**** PROVIDED MATERIAL ****
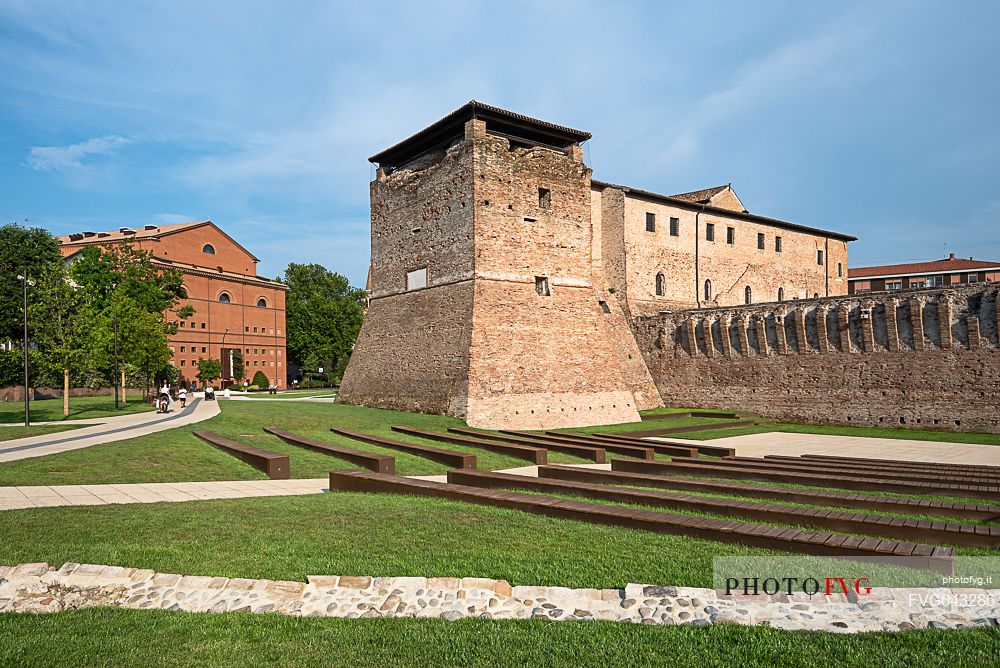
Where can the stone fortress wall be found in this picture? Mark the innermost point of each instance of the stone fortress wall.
(924, 359)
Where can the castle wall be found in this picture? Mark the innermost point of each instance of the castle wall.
(412, 352)
(689, 259)
(538, 360)
(928, 359)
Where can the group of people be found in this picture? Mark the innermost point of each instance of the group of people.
(165, 397)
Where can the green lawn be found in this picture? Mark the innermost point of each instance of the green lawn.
(177, 455)
(152, 638)
(10, 433)
(45, 410)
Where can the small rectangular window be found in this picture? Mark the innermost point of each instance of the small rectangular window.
(544, 198)
(416, 279)
(542, 286)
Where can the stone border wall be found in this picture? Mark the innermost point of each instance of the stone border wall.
(39, 587)
(922, 358)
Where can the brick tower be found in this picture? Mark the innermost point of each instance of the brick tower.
(485, 301)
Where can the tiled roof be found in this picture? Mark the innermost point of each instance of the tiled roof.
(146, 232)
(601, 185)
(702, 196)
(947, 264)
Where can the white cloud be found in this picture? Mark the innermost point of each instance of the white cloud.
(61, 158)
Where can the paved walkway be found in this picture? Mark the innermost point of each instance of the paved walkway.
(117, 428)
(783, 443)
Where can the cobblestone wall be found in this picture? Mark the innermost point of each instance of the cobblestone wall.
(926, 358)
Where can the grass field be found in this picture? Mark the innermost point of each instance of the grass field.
(10, 433)
(150, 639)
(47, 410)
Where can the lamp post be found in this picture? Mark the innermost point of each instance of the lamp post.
(26, 282)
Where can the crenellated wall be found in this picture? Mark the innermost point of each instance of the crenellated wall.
(925, 358)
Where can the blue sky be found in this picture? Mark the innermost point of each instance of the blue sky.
(878, 119)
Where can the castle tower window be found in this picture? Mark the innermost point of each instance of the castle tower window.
(416, 279)
(544, 198)
(542, 286)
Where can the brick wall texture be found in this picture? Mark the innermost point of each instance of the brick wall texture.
(926, 359)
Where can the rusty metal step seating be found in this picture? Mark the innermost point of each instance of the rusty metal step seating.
(702, 448)
(368, 460)
(678, 467)
(937, 471)
(594, 454)
(947, 533)
(941, 465)
(274, 464)
(530, 454)
(629, 450)
(949, 509)
(659, 448)
(666, 431)
(865, 472)
(459, 460)
(729, 531)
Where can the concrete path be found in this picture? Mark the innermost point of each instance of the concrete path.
(117, 428)
(782, 443)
****
TASK INSTRUCTIONS
Give the lines above as a two-column CSV with the headers text and points. Make one row for each line that asks for marks, with its wording in one quoted field and all the points listed under it in the other, turning line breaks into spaces, and leave out the picture line.

SOLUTION
text,points
"Where can the stone fortress wall be found in this picture? Mark the innermost point of each instance of the stone fortress wall.","(924, 359)"
"Where can the castle wall be found in this picture? Mark the innermost point of each instance of the castle wall.","(412, 352) (689, 259) (538, 360) (928, 359)"
"Where can the group of people be found in this picture? Mark the innermost point of each instance of the group of people.","(165, 397)"
"Where can the green lawn be found in this picture? Mark the innermost point of each instance of the green lawn.","(177, 455) (152, 638) (10, 433) (45, 410)"
"Where can the small rectangular window be found in this picture? Mark the innermost point of each instance of the small rectangular window.","(544, 198) (416, 279) (542, 286)"
"Where can the stone border wall be found in this picture? Mark the innermost point of each instance of the stone border wall.","(39, 587) (922, 358)"
"Where can the brick tower be found in this picture? Mark the innermost point of each instance of the brick tower.","(485, 301)"
"Where can the tiled roof be found in this picture? Mark the innermost point of each instance of the tiled roof.","(146, 232) (601, 185) (702, 196) (947, 264)"
"Where can the white cloud be found in this picture? Mark the innermost point of each instance of the white cloud.","(61, 158)"
"Where can the paved walkway be found in this picture? Mark the innermost point of each instance of the paved walkway.","(117, 428) (783, 443)"
"Where can the cobblestone wall be found in this picture? Mark the innermost point of each instance of the cobblestone wall.","(926, 358)"
"Where can the grass field be found in this picture? Mark the innermost point of each instance of the grass field.","(10, 433) (150, 639) (47, 410)"
"Where can the lamp post be found in this picture? Mark the innermost point of each instance of the lamp post.","(26, 282)"
"Where can the crenellated wall be found in this picture? Mark the innermost point of each instance of the crenellated wall.","(925, 358)"
"Where can the blue sky be found in this picture? Mark the innermost point of each instance of the blue sky.","(878, 119)"
"Where can the castle tower window be found in this picture? Mark the innermost point of each instance of the castle tower window.","(416, 279) (544, 198) (542, 286)"
"Where can the brick wall texture be found in this picture? Mark the innermost point of each instance of the brick wall texture.","(926, 359)"
"Where can the rusty metal step seating be found in this picture? Mark the innermost point of each instance of the rusty metal step seating.","(702, 448) (368, 460) (678, 467) (937, 471) (594, 454) (947, 533) (941, 465) (274, 464) (530, 454) (629, 450) (949, 509) (659, 448) (666, 431) (865, 472) (459, 460) (729, 531)"
"Where can the concrete path be found in this picture? Mark the innermost point of each instance of the concrete path.","(117, 428) (782, 443)"